** START OF SOURCE RECORDS **
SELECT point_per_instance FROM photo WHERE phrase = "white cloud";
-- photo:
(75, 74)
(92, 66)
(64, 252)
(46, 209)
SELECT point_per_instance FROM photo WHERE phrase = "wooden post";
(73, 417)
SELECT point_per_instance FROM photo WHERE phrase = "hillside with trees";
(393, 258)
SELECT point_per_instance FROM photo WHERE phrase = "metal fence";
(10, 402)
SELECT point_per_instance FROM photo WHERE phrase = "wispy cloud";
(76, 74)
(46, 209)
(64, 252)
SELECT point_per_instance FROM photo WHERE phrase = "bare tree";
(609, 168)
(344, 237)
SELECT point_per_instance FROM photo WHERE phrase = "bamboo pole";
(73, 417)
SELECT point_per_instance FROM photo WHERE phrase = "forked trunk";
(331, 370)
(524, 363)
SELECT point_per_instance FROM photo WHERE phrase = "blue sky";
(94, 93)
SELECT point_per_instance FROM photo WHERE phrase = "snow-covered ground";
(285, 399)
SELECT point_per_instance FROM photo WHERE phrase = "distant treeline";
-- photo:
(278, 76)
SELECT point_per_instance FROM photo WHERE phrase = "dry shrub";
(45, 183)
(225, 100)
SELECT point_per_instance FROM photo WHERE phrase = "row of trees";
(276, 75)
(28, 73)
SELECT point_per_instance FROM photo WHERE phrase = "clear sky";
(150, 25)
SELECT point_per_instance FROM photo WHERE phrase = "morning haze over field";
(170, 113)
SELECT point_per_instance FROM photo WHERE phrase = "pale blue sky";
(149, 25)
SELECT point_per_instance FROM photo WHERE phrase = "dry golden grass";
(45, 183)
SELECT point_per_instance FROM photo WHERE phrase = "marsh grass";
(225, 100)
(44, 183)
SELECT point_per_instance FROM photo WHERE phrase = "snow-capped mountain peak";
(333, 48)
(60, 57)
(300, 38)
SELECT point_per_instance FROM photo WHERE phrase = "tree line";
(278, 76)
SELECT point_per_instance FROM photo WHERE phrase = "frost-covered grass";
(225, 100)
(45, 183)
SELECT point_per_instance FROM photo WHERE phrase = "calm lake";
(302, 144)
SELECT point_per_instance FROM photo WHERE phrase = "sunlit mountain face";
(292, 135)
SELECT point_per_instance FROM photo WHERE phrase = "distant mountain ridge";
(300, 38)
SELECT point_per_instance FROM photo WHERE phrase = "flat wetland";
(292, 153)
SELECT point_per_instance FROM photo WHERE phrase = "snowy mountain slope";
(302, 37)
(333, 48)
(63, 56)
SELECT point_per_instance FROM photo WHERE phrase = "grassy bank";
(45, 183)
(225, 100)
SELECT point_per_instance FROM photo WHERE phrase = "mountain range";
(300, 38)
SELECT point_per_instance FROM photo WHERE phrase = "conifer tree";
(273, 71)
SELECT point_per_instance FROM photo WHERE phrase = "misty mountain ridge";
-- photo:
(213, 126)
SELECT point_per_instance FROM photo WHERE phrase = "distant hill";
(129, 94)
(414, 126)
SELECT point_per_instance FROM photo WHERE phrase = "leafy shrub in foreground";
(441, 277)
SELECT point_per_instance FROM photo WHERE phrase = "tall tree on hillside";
** END OF SOURCE RECORDS **
-- WORK INSTRUCTIONS --
Repeat the material above exactly.

-- SOLUTION FOR THIS EXERCISE --
SELECT point_per_instance FROM photo WHERE phrase = "white cloud";
-- photo:
(75, 74)
(92, 66)
(64, 252)
(46, 209)
SELECT point_per_instance FROM photo WHERE phrase = "wooden post";
(73, 417)
SELECT point_per_instance FROM photo WHERE phrase = "hillside with trees";
(393, 258)
SELECT point_per_instance FROM photo WHERE phrase = "metal fence";
(10, 402)
SELECT point_per_instance FROM photo WHERE phrase = "wispy cloud";
(76, 74)
(46, 209)
(64, 252)
SELECT point_per_instance FROM photo WHERE phrase = "bare tree";
(609, 168)
(344, 237)
SELECT point_per_instance FROM photo WHERE phrase = "bamboo pole";
(73, 417)
SELECT point_per_instance FROM photo WHERE phrase = "forked trunk";
(331, 370)
(524, 363)
SELECT point_per_instance FROM photo WHERE phrase = "blue sky";
(94, 93)
SELECT point_per_instance FROM photo WHERE phrase = "snow-covered ground";
(285, 399)
SELECT point_per_instance FROM photo WHERE phrase = "distant treeline";
-- photo:
(278, 76)
SELECT point_per_instance FROM photo WHERE phrase = "dry shrub";
(45, 183)
(225, 100)
SELECT point_per_instance FROM photo WHERE phrase = "row of trees";
(276, 75)
(28, 73)
SELECT point_per_instance FROM photo WHERE phrase = "clear sky";
(150, 25)
SELECT point_per_instance FROM photo WHERE phrase = "morning haze over field";
(170, 113)
SELECT point_per_instance FROM photo WHERE phrase = "pale blue sky";
(149, 25)
SELECT point_per_instance FROM photo WHERE phrase = "dry golden grass";
(45, 183)
SELECT point_per_instance FROM photo WHERE phrase = "marsh grass";
(225, 100)
(44, 183)
SELECT point_per_instance FROM photo WHERE phrase = "snow-capped mountain peak";
(333, 48)
(60, 57)
(300, 38)
SELECT point_per_instance FROM photo WHERE phrase = "tree line";
(278, 76)
SELECT point_per_instance FROM photo WHERE phrase = "frost-covered grass";
(225, 100)
(45, 183)
SELECT point_per_instance FROM photo WHERE phrase = "calm lake";
(302, 144)
SELECT point_per_instance FROM photo WHERE phrase = "sunlit mountain face";
(292, 135)
SELECT point_per_instance FROM photo WHERE phrase = "distant mountain ridge";
(300, 38)
SELECT point_per_instance FROM photo WHERE phrase = "flat wetland";
(292, 153)
SELECT point_per_instance FROM photo WHERE phrase = "snowy mountain slope";
(302, 37)
(333, 48)
(63, 56)
SELECT point_per_instance FROM photo WHERE phrase = "grassy bank";
(45, 183)
(225, 100)
SELECT point_per_instance FROM photo WHERE phrase = "mountain range";
(300, 38)
SELECT point_per_instance FROM photo WHERE phrase = "conifer tree";
(273, 71)
SELECT point_per_instance FROM photo WHERE phrase = "misty mountain ridge";
-- photo:
(213, 126)
SELECT point_per_instance FROM photo WHERE phrase = "distant hill";
(129, 94)
(414, 126)
SELECT point_per_instance FROM photo WHERE phrase = "leafy shrub in foreground";
(441, 277)
SELECT point_per_instance FROM photo WHERE phrase = "tall tree on hillside";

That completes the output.